Raw data:
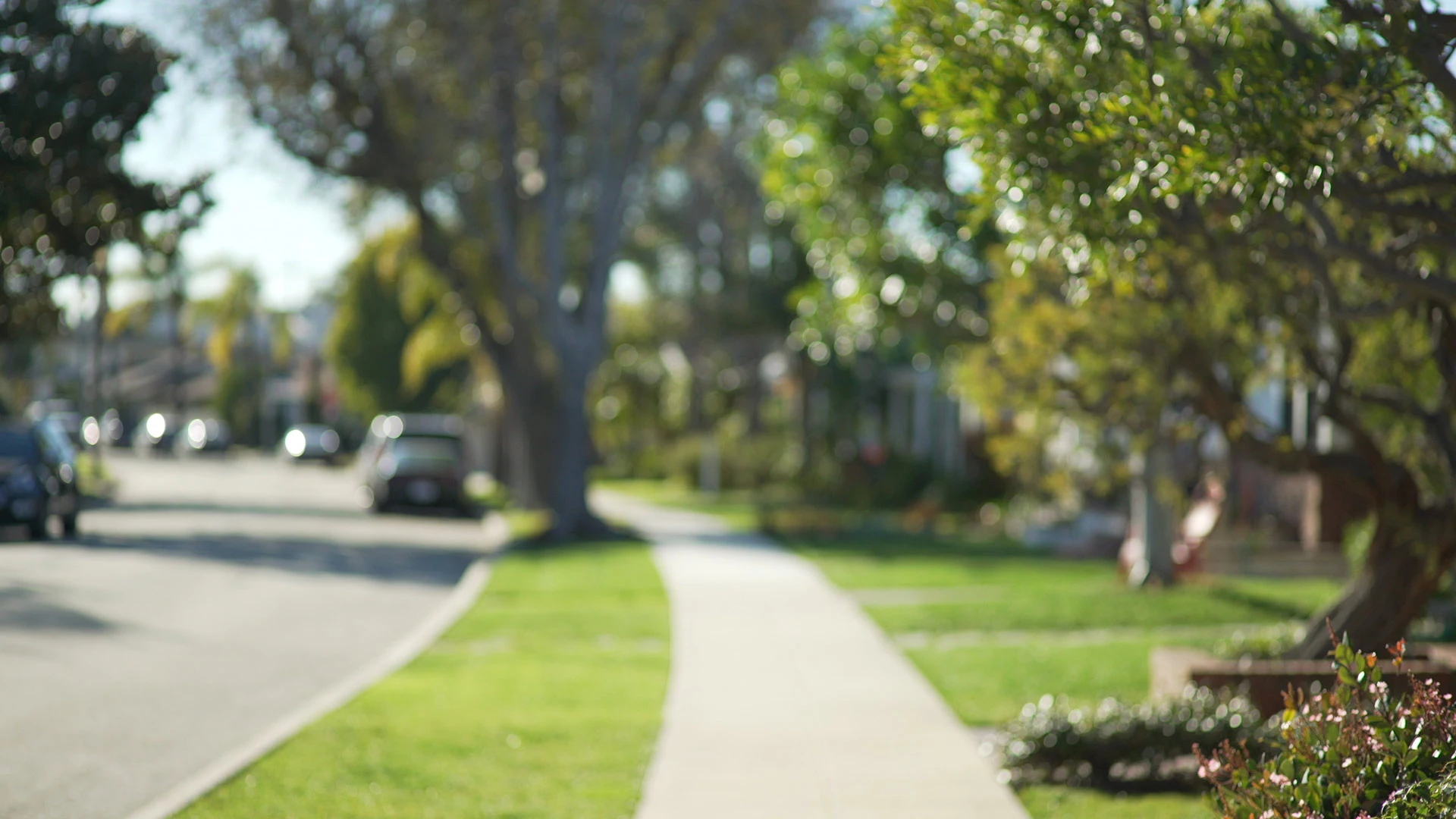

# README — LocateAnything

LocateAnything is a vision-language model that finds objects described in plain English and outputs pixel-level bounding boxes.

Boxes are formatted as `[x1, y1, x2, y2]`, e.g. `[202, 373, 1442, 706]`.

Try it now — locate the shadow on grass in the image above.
[1209, 583, 1315, 620]
[770, 532, 1054, 563]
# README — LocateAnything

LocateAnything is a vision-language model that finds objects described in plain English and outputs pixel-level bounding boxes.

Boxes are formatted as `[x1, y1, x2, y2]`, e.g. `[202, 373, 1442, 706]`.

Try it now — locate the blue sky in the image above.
[57, 0, 375, 315]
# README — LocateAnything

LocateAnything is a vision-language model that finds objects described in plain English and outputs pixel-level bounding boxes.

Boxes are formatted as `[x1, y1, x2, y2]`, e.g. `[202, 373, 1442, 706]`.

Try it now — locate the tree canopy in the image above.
[212, 0, 817, 536]
[0, 0, 180, 340]
[893, 0, 1456, 656]
[325, 229, 470, 419]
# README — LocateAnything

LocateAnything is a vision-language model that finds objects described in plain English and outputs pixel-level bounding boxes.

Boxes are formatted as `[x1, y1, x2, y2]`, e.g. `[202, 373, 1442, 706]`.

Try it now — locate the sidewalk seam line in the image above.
[125, 557, 491, 819]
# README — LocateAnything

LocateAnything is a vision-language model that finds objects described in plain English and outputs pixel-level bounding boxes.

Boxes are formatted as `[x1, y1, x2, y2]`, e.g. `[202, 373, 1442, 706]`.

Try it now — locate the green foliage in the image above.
[1016, 786, 1211, 819]
[1003, 689, 1268, 789]
[1339, 514, 1379, 566]
[325, 221, 470, 419]
[1198, 640, 1456, 819]
[888, 0, 1456, 500]
[760, 25, 984, 363]
[0, 0, 174, 340]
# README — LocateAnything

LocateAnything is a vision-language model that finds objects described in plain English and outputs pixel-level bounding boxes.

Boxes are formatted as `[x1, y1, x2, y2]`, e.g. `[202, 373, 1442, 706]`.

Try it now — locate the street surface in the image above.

To do: Turn every line of the material above into a numbered list, skipping blank lines and leaving out the picture.

Response below:
1. # README — LocateAnything
2. LocateAnything is a vision-language model that finds objects described in plain English and outputs pixel-level bounding boxes.
3. Boxes are formatted as `[x1, y1, x2, y2]`, e.g. `[202, 373, 1442, 706]`.
4. Try it now — locate the shadow on grass in the image above.
5. [1209, 583, 1315, 620]
6. [770, 532, 1054, 563]
7. # README — LocateAnything
8. LocateAnything is a vision-language model that finds objects described in plain English and outputs pixel-level bounding boxes.
9. Boxes are formatted as `[x1, y1, x2, y2]`, e.g. `[202, 373, 1442, 706]`.
10. Try it now — locate the blue sky in the image above.
11. [57, 0, 375, 315]
12. # README — LocateAnything
13. LocateAnything is a vision-language model that finds objects described in plain English and outputs pixel-level bounding boxes.
14. Boxes are formatted as `[x1, y1, x2, y2]`, e.g. `[202, 373, 1442, 706]`.
15. Try it now — locate the tree canopy in the image above.
16. [212, 0, 817, 536]
17. [0, 0, 180, 340]
18. [893, 0, 1456, 656]
19. [325, 229, 470, 419]
20. # README — LocateAnything
21. LocateAnything is a vision-language model that finds objects described in plain English and outputs pixel-level bounding boxes.
22. Boxes are formatted as `[x1, y1, x2, y2]`, e.g. `[202, 373, 1442, 706]`.
23. Try it now — locate the sidewalk seam line in the image above.
24. [125, 557, 491, 819]
25. # README — LocateAnything
26. LocateAnything is a vision-language model that finds objects described in plain English and outputs pixel-level bounding boxes.
27. Boxes are formatted as `[x1, y1, x2, y2]`, e.g. `[202, 373, 1442, 706]`.
28. Try it now — locate the green foliage in the image above.
29. [1016, 786, 1211, 819]
30. [1003, 689, 1268, 789]
31. [1339, 514, 1379, 566]
32. [325, 221, 470, 419]
33. [1198, 640, 1456, 819]
34. [888, 0, 1456, 500]
35. [760, 25, 984, 363]
36. [0, 0, 174, 340]
37. # README — LocateAnything
38. LocateAnything is a vision-language model that finds objects described in plain English and outputs pixel-level bounding boxes.
39. Boxes are formatted as `[x1, y1, x2, y2]`, e.g. `[202, 373, 1442, 706]`.
40. Try it now — locate the street surface in the image above.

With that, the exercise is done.